- Opening Delimiter -

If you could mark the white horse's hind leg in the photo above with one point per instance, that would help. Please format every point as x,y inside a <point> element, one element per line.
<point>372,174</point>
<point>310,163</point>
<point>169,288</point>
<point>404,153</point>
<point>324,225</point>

- Closing Delimiter -

**What to do**
Word for word, give back all the lines above.

**Task response**
If you could mark the white horse's hind leg in the photo above with one point per instance, that would help. Please format every point as x,y inside a <point> element, one element per line.
<point>372,174</point>
<point>310,163</point>
<point>169,288</point>
<point>404,153</point>
<point>324,225</point>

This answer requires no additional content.